▶ **WHAT TO PRODUCE**: Your task is to transcribe the data in full.

--- start ---

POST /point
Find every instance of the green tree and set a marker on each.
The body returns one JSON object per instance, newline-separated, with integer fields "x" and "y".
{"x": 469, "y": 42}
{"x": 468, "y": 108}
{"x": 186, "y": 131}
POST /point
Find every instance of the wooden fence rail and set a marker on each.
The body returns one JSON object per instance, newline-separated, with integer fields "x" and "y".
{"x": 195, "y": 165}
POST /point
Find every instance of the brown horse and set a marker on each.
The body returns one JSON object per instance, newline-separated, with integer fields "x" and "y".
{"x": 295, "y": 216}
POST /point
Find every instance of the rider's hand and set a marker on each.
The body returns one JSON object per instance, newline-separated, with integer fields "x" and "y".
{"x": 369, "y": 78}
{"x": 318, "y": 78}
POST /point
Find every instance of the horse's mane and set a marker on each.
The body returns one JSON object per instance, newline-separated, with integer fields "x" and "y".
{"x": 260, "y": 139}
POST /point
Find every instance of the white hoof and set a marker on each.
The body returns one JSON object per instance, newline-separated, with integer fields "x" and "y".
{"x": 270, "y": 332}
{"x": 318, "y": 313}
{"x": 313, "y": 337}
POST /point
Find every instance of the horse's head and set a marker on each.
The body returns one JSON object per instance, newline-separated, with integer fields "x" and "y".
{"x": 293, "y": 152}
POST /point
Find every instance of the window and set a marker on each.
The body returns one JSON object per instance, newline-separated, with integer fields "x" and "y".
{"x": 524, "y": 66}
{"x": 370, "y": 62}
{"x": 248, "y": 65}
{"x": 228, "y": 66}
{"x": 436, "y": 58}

--- end ---

▶ **WORKED ANSWER**:
POST /point
Find every instance of the green tree and set a marker on each.
The body returns one JSON object per instance, newline-separated, with integer fields "x" and "y".
{"x": 469, "y": 42}
{"x": 468, "y": 108}
{"x": 186, "y": 131}
POST /point
Find every instance of the wooden fence rail and set a marker on each.
The body returns one JSON object per instance, newline-separated, with integer fields "x" and "y".
{"x": 195, "y": 165}
POST /point
Find every instance of the brown horse and set a marker on each.
The body returns one JSON object per instance, newline-separated, with integer fields "x" and "y".
{"x": 295, "y": 216}
POST /point
Find every instance of the rider's hand and set a marker on each.
The body returns one JSON object per instance, newline-separated, with integer fields "x" and "y".
{"x": 369, "y": 78}
{"x": 318, "y": 78}
POST /point
Find every instance of the horse's mane and set a marker on each.
The body returns one JSON object per instance, newline-separated, with integer fields "x" and "y".
{"x": 260, "y": 139}
POST /point
Find every instance of the white hoof and set a marker on each.
The body returns one JSON object per instance, newline-separated, with integer fields "x" and "y".
{"x": 270, "y": 332}
{"x": 318, "y": 313}
{"x": 313, "y": 337}
POST /point
Find every instance of the horse's head and set a marker on each.
The body returns one JSON object per instance, newline-separated, with integer fields "x" and "y".
{"x": 293, "y": 152}
POST /point
Find every instance of the window and set a marker on each.
The body returns one JSON object per instance, newline-separated, with integer fields "x" and "y".
{"x": 524, "y": 66}
{"x": 370, "y": 62}
{"x": 248, "y": 65}
{"x": 228, "y": 66}
{"x": 436, "y": 58}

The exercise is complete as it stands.